* Aim of the exercise: Could you find every line in the entries below that holds the word "nose" and copy it?

(Stored entries)
/---
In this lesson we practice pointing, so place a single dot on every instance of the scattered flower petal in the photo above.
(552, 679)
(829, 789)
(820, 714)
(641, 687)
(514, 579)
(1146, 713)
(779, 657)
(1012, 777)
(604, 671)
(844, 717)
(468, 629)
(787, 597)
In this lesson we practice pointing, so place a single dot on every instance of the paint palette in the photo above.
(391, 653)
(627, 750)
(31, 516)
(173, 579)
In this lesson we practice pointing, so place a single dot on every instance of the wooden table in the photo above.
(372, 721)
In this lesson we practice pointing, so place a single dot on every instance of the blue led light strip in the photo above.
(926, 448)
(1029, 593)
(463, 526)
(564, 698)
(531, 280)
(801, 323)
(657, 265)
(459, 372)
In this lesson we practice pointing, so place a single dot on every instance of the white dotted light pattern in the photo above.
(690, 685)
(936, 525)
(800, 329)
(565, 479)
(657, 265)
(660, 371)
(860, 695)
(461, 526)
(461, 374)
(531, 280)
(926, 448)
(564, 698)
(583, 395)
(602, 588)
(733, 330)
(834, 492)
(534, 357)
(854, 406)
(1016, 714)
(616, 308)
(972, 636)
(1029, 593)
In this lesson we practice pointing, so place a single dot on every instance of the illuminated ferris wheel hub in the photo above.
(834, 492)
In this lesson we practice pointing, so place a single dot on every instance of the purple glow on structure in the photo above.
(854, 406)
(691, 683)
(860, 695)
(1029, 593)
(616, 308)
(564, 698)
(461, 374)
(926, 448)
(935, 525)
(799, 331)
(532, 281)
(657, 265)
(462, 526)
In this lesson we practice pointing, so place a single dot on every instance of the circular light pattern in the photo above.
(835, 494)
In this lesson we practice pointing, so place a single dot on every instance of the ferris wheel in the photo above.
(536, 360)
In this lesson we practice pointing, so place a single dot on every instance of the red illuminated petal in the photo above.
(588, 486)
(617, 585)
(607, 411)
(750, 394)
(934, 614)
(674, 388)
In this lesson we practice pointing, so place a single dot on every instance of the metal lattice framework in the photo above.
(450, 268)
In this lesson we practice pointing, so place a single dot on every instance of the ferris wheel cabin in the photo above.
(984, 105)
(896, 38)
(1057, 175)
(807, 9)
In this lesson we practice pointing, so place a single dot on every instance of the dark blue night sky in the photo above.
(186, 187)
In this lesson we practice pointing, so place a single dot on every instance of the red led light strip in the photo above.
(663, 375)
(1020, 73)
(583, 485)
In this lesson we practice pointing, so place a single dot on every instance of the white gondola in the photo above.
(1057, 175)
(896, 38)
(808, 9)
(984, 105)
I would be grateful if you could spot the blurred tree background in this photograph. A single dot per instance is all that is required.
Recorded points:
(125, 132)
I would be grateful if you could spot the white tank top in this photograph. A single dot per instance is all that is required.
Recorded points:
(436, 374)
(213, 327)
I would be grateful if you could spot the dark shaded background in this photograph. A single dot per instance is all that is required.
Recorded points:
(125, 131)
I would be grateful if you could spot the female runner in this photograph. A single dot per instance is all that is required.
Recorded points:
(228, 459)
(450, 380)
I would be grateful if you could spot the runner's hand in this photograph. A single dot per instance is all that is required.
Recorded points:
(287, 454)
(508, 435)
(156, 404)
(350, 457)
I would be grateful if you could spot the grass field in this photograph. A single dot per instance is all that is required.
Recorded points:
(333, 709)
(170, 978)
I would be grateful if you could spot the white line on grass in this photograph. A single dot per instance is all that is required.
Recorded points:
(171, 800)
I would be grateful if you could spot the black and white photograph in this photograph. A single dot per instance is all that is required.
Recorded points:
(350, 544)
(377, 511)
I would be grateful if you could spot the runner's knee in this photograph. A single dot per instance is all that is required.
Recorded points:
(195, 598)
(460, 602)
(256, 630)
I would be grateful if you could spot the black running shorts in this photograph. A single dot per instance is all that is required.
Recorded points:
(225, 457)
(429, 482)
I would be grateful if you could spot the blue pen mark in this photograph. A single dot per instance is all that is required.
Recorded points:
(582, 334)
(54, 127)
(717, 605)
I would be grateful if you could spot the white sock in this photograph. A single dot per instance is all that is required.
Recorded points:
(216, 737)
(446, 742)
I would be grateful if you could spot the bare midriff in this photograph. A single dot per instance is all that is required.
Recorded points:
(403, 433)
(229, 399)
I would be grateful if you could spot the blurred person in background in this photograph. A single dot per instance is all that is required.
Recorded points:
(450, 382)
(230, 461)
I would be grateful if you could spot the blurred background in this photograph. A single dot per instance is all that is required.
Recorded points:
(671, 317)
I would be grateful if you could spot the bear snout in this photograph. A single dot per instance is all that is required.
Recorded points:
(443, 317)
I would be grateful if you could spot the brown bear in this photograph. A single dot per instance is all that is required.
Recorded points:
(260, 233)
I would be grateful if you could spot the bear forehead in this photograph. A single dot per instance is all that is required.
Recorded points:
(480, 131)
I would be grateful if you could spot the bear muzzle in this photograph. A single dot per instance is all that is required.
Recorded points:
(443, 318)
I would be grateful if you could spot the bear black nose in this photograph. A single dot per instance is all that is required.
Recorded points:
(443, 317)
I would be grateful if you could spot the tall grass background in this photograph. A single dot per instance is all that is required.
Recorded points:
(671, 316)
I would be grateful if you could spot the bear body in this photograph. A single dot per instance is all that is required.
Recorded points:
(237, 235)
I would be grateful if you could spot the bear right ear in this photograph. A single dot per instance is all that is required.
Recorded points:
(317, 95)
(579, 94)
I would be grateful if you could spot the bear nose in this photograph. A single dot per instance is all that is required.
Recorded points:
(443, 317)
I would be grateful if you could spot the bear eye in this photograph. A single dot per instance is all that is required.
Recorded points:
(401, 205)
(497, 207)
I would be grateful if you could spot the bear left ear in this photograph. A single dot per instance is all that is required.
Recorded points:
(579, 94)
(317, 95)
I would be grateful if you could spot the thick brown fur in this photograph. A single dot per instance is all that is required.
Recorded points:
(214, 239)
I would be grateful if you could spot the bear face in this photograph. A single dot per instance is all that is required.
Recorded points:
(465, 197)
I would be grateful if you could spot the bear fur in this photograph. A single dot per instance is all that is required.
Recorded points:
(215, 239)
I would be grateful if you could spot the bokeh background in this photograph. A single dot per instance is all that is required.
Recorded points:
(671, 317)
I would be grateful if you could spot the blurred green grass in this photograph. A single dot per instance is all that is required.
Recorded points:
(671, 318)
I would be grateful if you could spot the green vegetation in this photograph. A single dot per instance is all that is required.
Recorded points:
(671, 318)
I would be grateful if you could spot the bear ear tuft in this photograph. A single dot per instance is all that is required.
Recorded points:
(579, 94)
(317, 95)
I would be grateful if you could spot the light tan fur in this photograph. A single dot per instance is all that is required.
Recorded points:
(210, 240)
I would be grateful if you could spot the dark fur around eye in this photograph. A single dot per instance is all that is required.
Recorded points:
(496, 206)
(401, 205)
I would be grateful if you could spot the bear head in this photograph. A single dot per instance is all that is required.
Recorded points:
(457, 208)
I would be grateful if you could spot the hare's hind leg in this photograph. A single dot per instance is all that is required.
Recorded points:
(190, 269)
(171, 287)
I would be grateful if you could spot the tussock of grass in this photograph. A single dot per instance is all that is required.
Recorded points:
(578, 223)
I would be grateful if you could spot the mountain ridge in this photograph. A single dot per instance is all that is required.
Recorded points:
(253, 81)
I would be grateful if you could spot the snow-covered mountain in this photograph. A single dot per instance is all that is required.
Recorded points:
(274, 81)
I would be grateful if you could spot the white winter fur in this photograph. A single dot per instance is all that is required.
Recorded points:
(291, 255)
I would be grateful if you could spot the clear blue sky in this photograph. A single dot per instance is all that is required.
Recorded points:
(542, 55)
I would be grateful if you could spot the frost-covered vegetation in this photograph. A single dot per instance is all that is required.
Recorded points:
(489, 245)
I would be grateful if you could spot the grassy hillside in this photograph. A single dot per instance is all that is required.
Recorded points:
\---
* Your solution:
I would be grateful if you could spot the bear black nose in this photograph. A single dot per instance is all that is required.
I would be grateful if you could spot the bear nose in this photograph. A single dot per instance is all that is required.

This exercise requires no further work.